What is being asked: Scan the entries below for the word "jacket", then copy each line that holds it.

(Annotated photo localization data)
=====

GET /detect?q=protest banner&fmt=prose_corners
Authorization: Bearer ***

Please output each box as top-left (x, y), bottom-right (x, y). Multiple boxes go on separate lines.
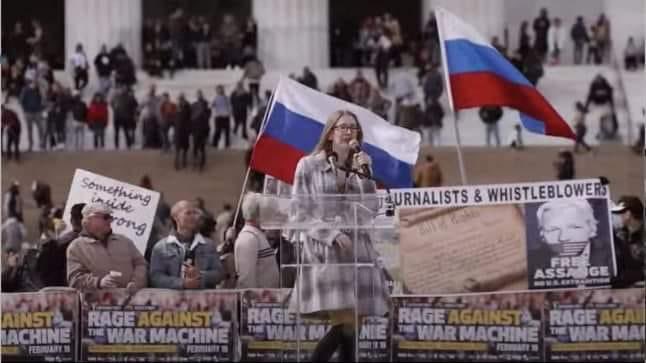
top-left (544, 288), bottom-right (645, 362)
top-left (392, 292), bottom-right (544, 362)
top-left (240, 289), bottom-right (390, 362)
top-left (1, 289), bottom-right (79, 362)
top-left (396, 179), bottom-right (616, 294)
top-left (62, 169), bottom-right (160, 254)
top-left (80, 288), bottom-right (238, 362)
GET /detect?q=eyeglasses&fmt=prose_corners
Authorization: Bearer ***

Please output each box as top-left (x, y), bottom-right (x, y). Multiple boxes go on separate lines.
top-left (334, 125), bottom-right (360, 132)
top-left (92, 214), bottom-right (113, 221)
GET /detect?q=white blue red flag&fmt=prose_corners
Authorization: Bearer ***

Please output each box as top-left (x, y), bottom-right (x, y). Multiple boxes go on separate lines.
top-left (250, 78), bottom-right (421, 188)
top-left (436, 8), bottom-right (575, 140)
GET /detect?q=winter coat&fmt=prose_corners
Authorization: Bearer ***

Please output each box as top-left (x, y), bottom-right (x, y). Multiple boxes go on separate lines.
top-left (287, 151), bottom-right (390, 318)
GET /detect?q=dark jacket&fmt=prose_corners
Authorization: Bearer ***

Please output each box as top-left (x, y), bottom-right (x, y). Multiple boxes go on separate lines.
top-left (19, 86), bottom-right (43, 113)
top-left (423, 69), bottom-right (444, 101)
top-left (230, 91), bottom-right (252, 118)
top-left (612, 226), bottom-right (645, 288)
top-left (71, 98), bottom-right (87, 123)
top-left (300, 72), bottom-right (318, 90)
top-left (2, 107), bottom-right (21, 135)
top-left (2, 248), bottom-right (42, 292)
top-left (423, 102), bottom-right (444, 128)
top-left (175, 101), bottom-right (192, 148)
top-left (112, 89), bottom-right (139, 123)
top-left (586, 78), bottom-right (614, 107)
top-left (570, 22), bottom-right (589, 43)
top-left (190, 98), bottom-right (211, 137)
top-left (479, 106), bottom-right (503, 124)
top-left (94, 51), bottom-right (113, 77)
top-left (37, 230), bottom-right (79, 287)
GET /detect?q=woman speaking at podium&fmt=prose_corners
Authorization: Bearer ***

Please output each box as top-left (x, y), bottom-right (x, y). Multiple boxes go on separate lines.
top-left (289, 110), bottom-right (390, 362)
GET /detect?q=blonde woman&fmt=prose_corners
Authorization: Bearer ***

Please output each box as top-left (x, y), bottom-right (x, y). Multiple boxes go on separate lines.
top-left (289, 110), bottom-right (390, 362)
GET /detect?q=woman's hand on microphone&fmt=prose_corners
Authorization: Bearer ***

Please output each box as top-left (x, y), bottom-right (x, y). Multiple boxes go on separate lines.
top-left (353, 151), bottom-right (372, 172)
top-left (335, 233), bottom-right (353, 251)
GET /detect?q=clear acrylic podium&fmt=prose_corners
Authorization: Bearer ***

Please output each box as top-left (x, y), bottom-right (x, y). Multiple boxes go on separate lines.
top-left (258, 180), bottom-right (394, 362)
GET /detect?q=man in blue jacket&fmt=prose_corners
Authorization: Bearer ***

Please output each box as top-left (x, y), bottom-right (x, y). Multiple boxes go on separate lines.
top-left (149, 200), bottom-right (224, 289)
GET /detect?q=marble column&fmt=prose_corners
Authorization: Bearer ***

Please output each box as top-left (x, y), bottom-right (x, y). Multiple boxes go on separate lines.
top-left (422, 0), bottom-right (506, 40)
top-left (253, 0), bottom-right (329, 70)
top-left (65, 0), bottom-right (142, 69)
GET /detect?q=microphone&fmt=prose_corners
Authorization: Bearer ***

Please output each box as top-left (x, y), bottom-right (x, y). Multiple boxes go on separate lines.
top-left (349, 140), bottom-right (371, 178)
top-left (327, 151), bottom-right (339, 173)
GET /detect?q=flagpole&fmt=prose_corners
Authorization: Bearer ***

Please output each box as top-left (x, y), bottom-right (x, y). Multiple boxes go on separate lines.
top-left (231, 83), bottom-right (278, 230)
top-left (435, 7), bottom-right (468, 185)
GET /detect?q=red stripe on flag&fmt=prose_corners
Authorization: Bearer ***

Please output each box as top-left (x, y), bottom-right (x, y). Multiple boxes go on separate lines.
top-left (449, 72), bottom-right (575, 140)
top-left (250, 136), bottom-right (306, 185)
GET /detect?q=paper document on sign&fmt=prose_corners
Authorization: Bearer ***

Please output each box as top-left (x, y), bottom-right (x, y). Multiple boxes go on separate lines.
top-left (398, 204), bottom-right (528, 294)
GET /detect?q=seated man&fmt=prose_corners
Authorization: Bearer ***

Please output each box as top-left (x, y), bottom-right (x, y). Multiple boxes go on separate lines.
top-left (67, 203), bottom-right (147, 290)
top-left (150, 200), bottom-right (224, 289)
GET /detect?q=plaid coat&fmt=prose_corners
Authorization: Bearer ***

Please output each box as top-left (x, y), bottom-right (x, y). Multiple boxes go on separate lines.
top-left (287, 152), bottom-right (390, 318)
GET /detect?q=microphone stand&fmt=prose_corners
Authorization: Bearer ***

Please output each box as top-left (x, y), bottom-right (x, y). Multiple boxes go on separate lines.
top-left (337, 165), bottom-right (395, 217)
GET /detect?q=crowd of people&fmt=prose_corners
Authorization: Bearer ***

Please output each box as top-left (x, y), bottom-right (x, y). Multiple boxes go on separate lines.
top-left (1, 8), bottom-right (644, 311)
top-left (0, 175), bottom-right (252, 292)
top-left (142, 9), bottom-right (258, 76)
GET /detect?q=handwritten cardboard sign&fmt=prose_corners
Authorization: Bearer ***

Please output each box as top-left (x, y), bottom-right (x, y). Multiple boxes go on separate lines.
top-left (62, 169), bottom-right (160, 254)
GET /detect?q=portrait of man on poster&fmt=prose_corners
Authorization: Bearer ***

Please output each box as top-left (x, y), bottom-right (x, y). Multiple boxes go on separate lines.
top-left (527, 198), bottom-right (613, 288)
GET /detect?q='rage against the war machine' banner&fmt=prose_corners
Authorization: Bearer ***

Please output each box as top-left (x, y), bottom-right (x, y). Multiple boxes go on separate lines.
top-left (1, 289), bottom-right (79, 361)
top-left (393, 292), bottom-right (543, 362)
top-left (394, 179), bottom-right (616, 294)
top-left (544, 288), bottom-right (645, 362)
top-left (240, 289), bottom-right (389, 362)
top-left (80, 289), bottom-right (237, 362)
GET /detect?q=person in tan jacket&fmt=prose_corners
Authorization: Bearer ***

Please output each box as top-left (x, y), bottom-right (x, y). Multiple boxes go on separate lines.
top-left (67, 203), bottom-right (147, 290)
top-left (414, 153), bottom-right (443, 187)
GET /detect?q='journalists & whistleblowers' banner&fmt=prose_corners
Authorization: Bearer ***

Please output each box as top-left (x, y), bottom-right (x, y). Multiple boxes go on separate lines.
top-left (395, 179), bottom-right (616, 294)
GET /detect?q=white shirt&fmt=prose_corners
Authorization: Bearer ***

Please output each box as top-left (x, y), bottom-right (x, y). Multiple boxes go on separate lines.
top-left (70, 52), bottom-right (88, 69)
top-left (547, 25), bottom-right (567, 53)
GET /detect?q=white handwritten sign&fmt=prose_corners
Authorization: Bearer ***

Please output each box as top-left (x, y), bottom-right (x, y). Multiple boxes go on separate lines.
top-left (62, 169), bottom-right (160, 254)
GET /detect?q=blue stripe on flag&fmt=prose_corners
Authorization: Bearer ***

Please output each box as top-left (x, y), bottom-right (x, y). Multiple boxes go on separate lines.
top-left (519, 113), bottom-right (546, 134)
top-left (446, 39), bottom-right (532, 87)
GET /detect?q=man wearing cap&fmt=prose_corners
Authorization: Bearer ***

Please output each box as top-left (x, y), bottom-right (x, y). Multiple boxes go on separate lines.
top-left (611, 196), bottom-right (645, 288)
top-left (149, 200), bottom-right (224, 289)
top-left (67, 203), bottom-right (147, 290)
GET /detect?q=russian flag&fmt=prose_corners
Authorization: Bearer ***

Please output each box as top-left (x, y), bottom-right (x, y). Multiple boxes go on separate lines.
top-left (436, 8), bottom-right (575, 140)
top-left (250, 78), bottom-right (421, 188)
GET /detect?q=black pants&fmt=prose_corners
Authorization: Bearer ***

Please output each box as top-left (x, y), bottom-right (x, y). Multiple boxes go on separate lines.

=====

Task result:
GET /detect?q=dark jacket&fmt=prose_corners
GET /detect?q=man in blue jacket&fmt=prose_corners
GET /detect?q=person in tan jacket&fmt=prose_corners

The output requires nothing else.